STATED TASK 1 -> Name every street the article on Emery Secondary School mentions.

DOCUMENT SEGMENT ->
Wednesday, November 19, 2014

Emery Secondary School to be Kicked Out of Facility

Oakland may now be breathing down Emery's neck.  Oakland's Santa Fe Elementary School, along Emeryville's border on Adeline Street, is being considered for re-opening as an Oakland elementary school after Emery High School leaves the site, bound for its new home in Emeryville in December 2015.  Emery has been renting the former Oakland elementary school to temporarily house its high school since 2013.  The shuttering of Santa Fe was part of a program of school closures orchestrated by former Oakland Schools Superintendent Tony Smith years ago.  Mr Smith also was Superintendent at Emery before Oakland.  Oakland Unified renegotiated its original three year lease with Emery, charging Emery an extra $250,000 for the fall 2015 semester after Emery indicated it would not make it's July 2015 deadline to complete the new high school at the Center of 'Community' Life (ECCL) on San Pablo Avenue.  The original July 2015 deadline will not be met because Emery was almost a year late in starting it's ECCL project.
  
From 'Oakland North':

Neighborhood group fights to re-open Oakland’s Santa Fe Elementary

Emery Secondary School, at 915 54th Street, is located at what used to be Santa Fe Elementary School.
Emery Secondary School, at 915 54th Street, is located at what used to be Santa Fe Elementary School.

MATERIAL FOR THIS TASK ->
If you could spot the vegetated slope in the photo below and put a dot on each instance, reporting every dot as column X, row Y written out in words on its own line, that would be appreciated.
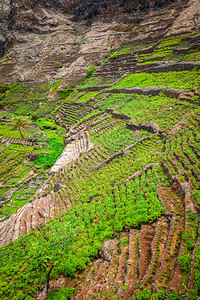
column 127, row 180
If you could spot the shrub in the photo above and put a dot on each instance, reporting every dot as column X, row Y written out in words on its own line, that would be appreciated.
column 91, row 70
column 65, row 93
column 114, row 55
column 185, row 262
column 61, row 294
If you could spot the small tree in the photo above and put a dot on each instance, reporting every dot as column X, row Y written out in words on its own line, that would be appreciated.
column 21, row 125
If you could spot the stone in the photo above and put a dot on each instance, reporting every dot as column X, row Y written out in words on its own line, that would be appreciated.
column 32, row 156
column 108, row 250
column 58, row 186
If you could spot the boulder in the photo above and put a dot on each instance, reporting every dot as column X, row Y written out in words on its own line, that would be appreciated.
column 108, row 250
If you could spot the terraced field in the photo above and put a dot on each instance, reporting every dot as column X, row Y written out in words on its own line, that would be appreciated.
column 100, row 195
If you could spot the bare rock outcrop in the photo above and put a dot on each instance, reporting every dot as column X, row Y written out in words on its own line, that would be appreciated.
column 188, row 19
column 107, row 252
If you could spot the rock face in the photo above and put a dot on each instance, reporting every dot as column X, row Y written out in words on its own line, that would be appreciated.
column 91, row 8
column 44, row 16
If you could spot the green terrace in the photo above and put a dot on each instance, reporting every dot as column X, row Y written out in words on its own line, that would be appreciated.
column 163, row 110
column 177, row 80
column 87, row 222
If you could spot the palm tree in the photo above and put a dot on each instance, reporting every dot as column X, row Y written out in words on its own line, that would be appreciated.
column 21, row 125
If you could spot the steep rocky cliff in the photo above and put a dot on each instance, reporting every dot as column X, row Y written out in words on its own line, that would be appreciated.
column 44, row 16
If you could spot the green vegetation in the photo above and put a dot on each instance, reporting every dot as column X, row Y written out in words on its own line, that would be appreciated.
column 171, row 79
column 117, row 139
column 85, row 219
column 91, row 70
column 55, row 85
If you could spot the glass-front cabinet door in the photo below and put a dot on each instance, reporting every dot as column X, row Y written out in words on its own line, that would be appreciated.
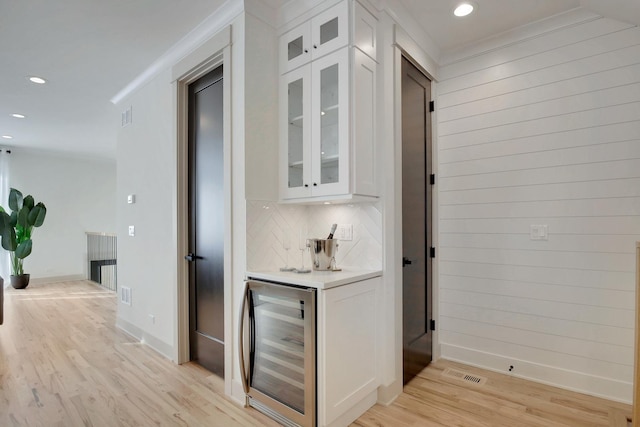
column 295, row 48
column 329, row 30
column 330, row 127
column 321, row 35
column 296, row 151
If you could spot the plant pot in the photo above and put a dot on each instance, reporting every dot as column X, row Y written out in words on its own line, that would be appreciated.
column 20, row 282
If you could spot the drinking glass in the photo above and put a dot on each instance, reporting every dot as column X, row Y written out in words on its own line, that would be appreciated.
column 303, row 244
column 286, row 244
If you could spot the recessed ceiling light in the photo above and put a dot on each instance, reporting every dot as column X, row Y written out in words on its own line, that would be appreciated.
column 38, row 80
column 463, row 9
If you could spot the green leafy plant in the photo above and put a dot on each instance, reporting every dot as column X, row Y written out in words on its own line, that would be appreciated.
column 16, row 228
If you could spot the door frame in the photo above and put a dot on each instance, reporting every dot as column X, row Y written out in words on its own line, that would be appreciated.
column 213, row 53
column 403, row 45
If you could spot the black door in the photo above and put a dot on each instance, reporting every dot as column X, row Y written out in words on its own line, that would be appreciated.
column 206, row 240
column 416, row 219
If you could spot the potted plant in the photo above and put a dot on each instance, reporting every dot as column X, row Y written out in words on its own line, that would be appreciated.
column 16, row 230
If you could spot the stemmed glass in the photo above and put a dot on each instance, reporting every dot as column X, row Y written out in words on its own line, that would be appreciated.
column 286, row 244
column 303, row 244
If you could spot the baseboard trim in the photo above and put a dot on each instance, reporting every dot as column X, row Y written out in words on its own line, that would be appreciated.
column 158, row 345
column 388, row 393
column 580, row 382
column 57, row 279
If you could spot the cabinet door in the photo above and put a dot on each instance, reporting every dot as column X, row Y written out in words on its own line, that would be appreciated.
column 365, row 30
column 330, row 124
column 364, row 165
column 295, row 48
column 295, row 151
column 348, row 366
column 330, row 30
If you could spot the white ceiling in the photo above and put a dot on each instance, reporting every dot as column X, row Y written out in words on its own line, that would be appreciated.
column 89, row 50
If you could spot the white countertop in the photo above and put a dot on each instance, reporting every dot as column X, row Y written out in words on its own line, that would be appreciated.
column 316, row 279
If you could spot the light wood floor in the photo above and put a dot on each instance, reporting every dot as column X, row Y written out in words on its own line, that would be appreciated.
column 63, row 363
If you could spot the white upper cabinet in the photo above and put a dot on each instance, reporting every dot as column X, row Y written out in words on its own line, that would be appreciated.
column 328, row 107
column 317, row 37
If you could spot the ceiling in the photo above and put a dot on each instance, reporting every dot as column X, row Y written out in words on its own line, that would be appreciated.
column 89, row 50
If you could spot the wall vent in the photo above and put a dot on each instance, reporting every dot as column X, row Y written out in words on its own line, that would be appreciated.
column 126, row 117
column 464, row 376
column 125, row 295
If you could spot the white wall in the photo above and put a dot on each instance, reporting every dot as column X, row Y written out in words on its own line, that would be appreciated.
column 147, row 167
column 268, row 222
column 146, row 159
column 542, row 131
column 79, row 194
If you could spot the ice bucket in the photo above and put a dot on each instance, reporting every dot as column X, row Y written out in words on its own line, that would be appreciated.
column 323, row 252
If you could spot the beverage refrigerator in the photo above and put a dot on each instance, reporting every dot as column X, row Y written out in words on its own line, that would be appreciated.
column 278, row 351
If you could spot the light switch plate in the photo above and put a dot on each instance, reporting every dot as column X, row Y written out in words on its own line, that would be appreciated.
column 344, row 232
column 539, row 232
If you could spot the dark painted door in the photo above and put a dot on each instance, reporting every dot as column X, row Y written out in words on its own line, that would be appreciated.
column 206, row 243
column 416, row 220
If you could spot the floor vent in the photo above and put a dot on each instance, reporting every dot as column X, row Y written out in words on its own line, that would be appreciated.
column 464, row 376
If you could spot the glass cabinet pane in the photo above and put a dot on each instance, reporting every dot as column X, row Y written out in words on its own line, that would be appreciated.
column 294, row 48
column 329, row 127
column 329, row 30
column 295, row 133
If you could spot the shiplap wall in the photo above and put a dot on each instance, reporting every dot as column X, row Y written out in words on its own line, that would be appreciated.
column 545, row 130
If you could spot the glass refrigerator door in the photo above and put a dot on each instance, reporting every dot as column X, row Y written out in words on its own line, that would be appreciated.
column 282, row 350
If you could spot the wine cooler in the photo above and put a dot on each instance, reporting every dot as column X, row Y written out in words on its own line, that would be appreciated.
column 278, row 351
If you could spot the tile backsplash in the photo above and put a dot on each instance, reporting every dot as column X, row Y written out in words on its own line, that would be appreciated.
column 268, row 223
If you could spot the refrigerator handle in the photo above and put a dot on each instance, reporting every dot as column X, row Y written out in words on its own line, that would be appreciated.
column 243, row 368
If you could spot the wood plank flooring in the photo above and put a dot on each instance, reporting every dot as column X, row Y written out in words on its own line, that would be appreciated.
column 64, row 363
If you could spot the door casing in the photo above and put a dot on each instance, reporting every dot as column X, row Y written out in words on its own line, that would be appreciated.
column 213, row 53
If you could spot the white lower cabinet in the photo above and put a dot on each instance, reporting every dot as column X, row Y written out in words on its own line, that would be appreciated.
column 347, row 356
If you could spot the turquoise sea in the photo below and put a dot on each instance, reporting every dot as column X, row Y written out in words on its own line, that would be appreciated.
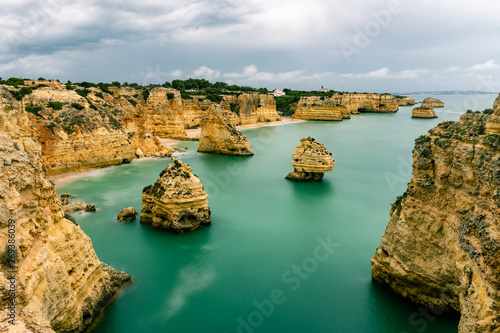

STATED TASK 2 -> From the rows, copy the lines starting with the one that contains "If you could spot the wood" and ending with the one that contains "column 347, row 356".

WRITTEN RESPONSE 1 ->
Adeline Street
San Pablo Avenue
54th Street

WRITTEN RESPONSE 2 ->
If you could spot the wood plank flooring in the photo above and put a dot on each instance, reporting every dot as column X, row Y written out in words on its own line, that would be appreciated.
column 64, row 363
If you could spot the door casing in the photo above and put a dot on each instance, reporting every dot as column X, row Y written out in words on its own line, that would be appreciated.
column 213, row 53
If you could spot the white lower cabinet in the photo above and put a dot on each instance, reporting every dot as column X, row Y written out in words on its own line, that would be appreciated.
column 347, row 356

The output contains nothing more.